What you need to do — Pictures stay out, but every line of the data is copied exactly.

[[ Dataset extract open ]]

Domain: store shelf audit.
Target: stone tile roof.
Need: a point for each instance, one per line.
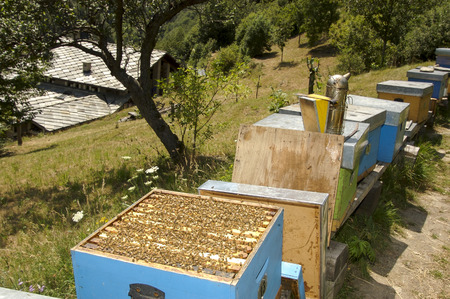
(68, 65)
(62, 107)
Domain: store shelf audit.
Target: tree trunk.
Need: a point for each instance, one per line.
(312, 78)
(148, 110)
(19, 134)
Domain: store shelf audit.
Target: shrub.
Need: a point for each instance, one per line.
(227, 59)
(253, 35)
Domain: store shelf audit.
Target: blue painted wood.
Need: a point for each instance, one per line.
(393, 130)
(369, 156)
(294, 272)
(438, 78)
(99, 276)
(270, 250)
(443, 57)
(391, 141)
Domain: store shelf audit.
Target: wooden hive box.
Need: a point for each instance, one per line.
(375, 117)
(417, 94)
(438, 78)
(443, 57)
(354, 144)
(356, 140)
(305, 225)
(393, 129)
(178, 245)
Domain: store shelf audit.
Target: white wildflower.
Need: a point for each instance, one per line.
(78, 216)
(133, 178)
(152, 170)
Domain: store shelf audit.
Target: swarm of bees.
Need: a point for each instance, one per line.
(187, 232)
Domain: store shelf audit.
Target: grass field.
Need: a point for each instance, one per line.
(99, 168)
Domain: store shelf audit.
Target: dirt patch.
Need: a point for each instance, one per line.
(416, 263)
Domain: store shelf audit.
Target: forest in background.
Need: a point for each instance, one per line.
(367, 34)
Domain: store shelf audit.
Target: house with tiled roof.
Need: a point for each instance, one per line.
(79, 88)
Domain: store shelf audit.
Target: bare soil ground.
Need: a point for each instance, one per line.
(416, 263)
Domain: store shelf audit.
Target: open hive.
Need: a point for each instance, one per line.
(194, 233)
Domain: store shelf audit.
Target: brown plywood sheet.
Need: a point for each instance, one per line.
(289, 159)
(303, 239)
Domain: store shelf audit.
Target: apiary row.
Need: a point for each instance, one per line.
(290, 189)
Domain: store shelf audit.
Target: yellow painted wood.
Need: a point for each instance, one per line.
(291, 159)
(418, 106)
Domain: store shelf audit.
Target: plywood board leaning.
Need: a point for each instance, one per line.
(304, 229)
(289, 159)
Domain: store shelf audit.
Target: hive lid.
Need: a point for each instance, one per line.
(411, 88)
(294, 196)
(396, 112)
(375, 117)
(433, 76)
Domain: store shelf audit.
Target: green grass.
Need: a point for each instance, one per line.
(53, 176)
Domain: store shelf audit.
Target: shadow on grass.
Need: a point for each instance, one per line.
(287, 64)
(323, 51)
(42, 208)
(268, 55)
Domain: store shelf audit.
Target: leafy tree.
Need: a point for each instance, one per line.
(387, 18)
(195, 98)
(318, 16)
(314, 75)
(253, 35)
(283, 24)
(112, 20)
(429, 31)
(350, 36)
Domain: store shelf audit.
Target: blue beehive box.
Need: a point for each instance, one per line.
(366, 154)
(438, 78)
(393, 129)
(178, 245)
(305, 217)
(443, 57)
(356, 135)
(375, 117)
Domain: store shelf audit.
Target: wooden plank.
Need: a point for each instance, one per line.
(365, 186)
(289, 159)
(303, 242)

[[ Dataset extract closed ]]

Response to the exercise —
Domain: store shelf audit.
Target: stone tile roof.
Need: a point for each instance, one per line.
(68, 65)
(62, 107)
Domain: store shelf audit.
Target: tree trunk.
Need: a point for each instance, one per line.
(312, 78)
(148, 110)
(19, 134)
Domain: store shelf audit.
Target: shrub.
Need: a point for each instance, one per line.
(227, 59)
(253, 35)
Domain: store shelf audit.
Target: blue painted wood.
Need: a point for each instance, one per line.
(393, 130)
(369, 156)
(294, 272)
(438, 78)
(99, 276)
(270, 250)
(443, 57)
(391, 141)
Domain: store shelf audit.
Target: wooden hive box.
Need: a point for each instance, one per line.
(375, 117)
(417, 94)
(438, 78)
(443, 57)
(354, 144)
(356, 140)
(305, 225)
(393, 129)
(178, 245)
Domain: store shelf audit.
Target: white wildflower.
Need: a point for each instance, one per line.
(78, 216)
(133, 178)
(152, 170)
Domain: store shelf audit.
Target: swarm of bees.
Need: a point for each instance, one per line.
(187, 232)
Domain: store shelf audit.
Target: grass field.
Need: a point for each instance, one per line.
(99, 168)
Domain: store shelf audit.
Target: dirt patch.
Need: a point for each instance, one per line.
(416, 263)
Domain: store shelf audit.
Target: forest in background.
Need: a point for each instance, one per line.
(367, 34)
Domain: store shelf audit.
Target: house with tiled roof.
Need: a point for each instance, one per line.
(79, 88)
Domain: store shelf audit.
Target: bare soil ground.
Need: a point for each instance, one per line.
(416, 263)
Domain: store shelf audit.
Target: open hive.
Need: a point for each instance, one per line.
(194, 233)
Domain: store shelf audit.
Target: brown plywood sheet.
Need: a point for each instance, one per line.
(289, 159)
(303, 239)
Domain: store shelf audit.
Target: apiary row.
Need: a point for each instance, one per line.
(290, 189)
Domain: store shelf audit.
Target: yellow painted wood.
Need: a point for each instance, one per line.
(291, 159)
(418, 106)
Domain: store shelf audit.
Target: plywood board leaning.
Need: a point for each instance, one per line.
(304, 229)
(289, 159)
Domain: store shelf audit.
Target: hive lid.
Need: a point for each instance, one per line.
(411, 88)
(294, 196)
(396, 112)
(375, 117)
(433, 76)
Domain: store shelf audit.
Target: green grass.
Need: a point for each instance, one per line.
(53, 176)
Domain: store shelf audit.
Target: shadow on grass.
Need: a point for each instance, one per line.
(287, 64)
(323, 51)
(42, 208)
(268, 55)
Domain: store shelf audit.
Target: leafy tree.
Need: a point for each instance, one per line.
(387, 18)
(195, 98)
(318, 16)
(314, 75)
(253, 35)
(283, 24)
(112, 20)
(429, 31)
(350, 36)
Domain: store shelf audit.
Target: blue beehive box.
Need: a point for each instance, one per line.
(366, 154)
(438, 78)
(393, 129)
(178, 245)
(305, 217)
(443, 57)
(356, 135)
(375, 117)
Domain: store shelf audit.
Target: wooden plank.
Need: a point for each instance, one per line.
(365, 186)
(289, 159)
(303, 242)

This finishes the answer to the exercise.